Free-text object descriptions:
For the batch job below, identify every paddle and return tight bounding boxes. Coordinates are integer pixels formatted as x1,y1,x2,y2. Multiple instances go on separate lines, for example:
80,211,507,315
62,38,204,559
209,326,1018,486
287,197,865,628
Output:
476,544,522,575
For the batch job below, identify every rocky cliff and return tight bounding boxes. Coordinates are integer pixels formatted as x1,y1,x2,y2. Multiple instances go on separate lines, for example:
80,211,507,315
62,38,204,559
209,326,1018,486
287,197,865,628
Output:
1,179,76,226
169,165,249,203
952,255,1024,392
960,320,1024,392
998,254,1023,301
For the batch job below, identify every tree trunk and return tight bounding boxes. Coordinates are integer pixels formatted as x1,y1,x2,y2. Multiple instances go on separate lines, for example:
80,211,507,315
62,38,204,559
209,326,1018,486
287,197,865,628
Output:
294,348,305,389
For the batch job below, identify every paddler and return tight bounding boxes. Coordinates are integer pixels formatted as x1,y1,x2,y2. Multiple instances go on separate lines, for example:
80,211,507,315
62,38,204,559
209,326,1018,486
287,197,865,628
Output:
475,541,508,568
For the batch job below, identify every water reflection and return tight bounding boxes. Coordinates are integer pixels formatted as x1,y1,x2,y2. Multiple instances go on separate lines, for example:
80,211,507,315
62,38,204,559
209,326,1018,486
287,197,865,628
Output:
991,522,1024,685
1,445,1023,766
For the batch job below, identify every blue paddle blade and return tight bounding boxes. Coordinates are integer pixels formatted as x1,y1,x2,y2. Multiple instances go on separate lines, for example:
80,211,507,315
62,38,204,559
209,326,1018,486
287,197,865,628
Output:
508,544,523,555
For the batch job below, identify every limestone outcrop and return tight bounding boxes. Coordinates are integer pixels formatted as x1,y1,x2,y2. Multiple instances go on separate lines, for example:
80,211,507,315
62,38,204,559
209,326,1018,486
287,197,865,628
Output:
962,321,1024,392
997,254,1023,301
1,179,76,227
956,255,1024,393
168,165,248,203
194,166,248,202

_WHAT TO DO_
Give back the entries exactly. Omit none of them.

_FINISHED TASK_
For the batch job below, identify every paddle and return tight bounding boxes. Coordinates are integer pixels formatted as x1,y1,x2,y2. Multiple instances go on separate lines, for example:
80,211,507,315
62,38,204,559
209,326,1018,486
287,197,865,628
Output:
476,544,522,575
For the batch job below, identify every rocky cliff and return tight bounding boxes. Coordinates are integer pixels formatted as x1,y1,x2,y2. Multiple instances go on separate lines, for example:
80,211,507,315
62,38,204,559
209,326,1018,486
287,197,865,628
Output:
1,179,76,226
169,165,249,203
952,255,1024,392
960,320,1024,392
998,254,1023,301
For the batch job below, identify every tree trunk and return tight bounding boxes. Coordinates are integer pixels formatted as x1,y1,x2,y2. Multiple instances go on separate lines, for example:
80,211,507,315
62,38,204,559
209,326,1018,486
287,197,865,628
Output:
294,348,305,389
For the batch job below, identify every paddler and return tight bounding boxes. Coordinates are integer pixels formatted as x1,y1,x2,y2. Multiple instances go on separate lines, for example:
80,211,507,315
62,38,204,559
209,326,1018,486
287,197,865,628
Output:
475,541,508,568
For the batch job below, identify every water reflection and return tight bounding boxes. Coordinates are integer pixels formatted as x1,y1,x2,y2. Multiple instances go on separate lines, for example:
80,211,507,315
62,38,204,559
209,326,1018,486
287,197,865,628
Output:
991,522,1024,685
1,445,1023,766
For the batch job below, identify every blue paddle blade and return tight bounding boxes. Coordinates are integer pixels formatted as x1,y1,x2,y2. Multiple instances go on separate lines, for example:
80,211,507,315
62,38,204,559
209,326,1018,486
287,197,865,628
Output:
508,544,523,555
For the batch job below, identify every limestone outcrop and return tight bounding boxes. Coordinates are integer pixels formatted as x1,y1,x2,y2. Multiple instances go on separate lines, for example:
80,211,507,315
62,38,204,559
209,326,1018,486
287,197,865,628
Output:
962,321,1024,392
997,254,1023,301
1,179,76,227
956,255,1024,393
168,165,248,203
194,166,248,202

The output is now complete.